*CHALLENGE:* Copy out the lines below without any changes, leaving the pictures out of your answer.

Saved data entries
***

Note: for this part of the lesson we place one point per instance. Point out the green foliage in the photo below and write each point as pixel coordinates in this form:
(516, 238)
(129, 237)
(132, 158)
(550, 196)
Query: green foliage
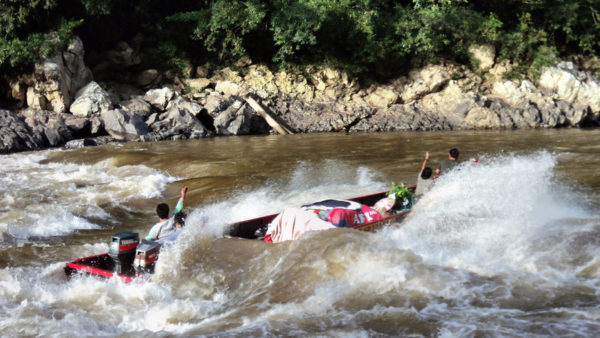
(223, 25)
(26, 35)
(369, 37)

***

*OUTPUT FOR THIS TASK:*
Note: for this part of the lesson we place one point per instance. Point out the green foliage in the photo below and write each point as pixel coordinates in this form:
(516, 238)
(129, 237)
(132, 158)
(550, 196)
Query: green foliage
(223, 25)
(26, 35)
(369, 37)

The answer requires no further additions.